What is asked
a) Condense the paragraph beginning "Michel Bisceglia (born Michelino Bisceglia" in the biography of Michel Bisceglia below into a brief bulleted list that retains its main facts.
b) Extend the biography of Michel Bisceglia below, continuing from its final sentence.

Passage given
* * *

Background information
- Born: 4 January 1970 (age 56) Genk, Belgium
- Occupations: Musician, composer, arranger, producer
- Instrument: Piano
- Years active: 1989–present
- Label: Prova Records
- Website: michelinobisceglia.org

= Michel Bisceglia =

Belgian pianist

Michel Bisceglia (born Michelino Bisceglia; 4 January 1970) is a Belgian musician. He descends from a family of Italian origin. Although he began playing the keyboard at the age of 6, his formal training on classical piano only started when he was already 12 years old. A few years later he switched to modern piano, and by his second year in high school he knew he wanted to dedicate his life to music.

==Jazz musician==
As a jazz musician he worked with jazz icons such as Randy Brecker, Bob Mintzer, Toots Thielemans and Dewey Redman. Bisceglia also got nominated twice as Best Belgian Musician of the year, 1999 and 2002.

* * *

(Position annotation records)
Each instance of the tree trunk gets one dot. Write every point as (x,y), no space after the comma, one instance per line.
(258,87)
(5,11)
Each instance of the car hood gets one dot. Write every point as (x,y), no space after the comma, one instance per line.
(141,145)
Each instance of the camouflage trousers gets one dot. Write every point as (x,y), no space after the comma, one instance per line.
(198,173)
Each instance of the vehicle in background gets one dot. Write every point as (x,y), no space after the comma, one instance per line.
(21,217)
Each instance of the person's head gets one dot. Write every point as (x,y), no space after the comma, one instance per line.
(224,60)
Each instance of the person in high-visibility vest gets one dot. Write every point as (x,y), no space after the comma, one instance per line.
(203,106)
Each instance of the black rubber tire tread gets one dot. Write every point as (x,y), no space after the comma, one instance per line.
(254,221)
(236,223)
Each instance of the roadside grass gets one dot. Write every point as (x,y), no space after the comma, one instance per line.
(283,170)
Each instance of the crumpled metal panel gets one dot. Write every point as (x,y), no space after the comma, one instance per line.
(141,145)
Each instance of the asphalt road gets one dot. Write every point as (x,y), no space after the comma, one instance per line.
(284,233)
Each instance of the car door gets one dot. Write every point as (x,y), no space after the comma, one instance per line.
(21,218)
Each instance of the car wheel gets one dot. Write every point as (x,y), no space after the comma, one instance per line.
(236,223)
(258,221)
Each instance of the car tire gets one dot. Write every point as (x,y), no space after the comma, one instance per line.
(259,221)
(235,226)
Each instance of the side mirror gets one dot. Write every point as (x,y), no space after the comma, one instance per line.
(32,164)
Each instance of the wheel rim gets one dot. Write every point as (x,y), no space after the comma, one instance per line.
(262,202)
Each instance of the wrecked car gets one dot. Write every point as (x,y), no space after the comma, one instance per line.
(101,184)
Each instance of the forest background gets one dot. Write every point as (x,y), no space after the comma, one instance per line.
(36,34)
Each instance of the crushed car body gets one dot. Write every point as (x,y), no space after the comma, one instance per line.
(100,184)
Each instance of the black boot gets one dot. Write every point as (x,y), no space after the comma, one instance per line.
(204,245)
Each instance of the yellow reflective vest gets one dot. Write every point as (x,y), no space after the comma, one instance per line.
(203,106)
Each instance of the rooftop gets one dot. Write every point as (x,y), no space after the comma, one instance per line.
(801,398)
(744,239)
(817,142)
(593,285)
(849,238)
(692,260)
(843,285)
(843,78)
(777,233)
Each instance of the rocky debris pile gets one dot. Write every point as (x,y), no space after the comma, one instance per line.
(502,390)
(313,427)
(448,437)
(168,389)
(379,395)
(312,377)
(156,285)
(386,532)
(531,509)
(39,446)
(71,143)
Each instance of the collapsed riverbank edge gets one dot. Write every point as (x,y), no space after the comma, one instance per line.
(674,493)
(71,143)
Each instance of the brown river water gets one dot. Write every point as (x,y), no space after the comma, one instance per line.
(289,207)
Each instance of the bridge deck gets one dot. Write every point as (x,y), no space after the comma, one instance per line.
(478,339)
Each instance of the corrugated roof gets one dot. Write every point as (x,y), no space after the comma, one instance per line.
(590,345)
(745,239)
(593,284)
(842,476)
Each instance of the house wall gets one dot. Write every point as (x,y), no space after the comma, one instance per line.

* * *

Answer set
a)
- Michel Bisceglia, born Michelino Bisceglia on 4 January 1970, is a Belgian musician from a family of Italian origin.
- He began playing the keyboard at age 6 but started formal classical piano training only at 12.
- A few years later he switched to modern piano.
- By his second year in high school he had decided to dedicate his life to music.

b)
In 1997 Bisceglia formed his own jazz trio, and to this date they still perform in their original lineup. During this period they have recorded six studio albums and played on famous jazz festivals all over the world. Their debut album 'about stories' features guest musicians Randy Brecker and Bob Mintzer. Bisceglia is well known for working with artists from outside the jazz world. His most notable coproduction in this regard was Jazz Works, released with Buscemi (DJ) on Blue Note Records.

==Composer, arranger, orchestrator==
As a composer, arranger and orchestrator. Bisceglia has worked with the Brussels Philharmonic and the Orquestra Nacional do Porto. In 2004 he started his own symphonic orchestra: Prova Symfonica. In 2010 at the start of Belgium's 12th Presidency of the European Council, he conducted a symphonic orchestra at the 'I Love EU'-concert in Brussels. In 2018, Michel arranged and played the film music of Tim Burton during the exhibition: "The World Of Tim Burton" in C-Mine Genk.

==Film composer==
Bisceglia is also a film composer. In 2013 he composed the soundtrack for the feature film Marina by director Stijn Coninx. This film is based upon the life of the Italian singer Rocco Granata, who moved to Belgium when he was a young boy. Moreover, he composed the music for Blue Bird, a feature film directed by Gust Van den Berghe that was screened in the Directors' Fortnight section at the 2011 Cannes Film Festival.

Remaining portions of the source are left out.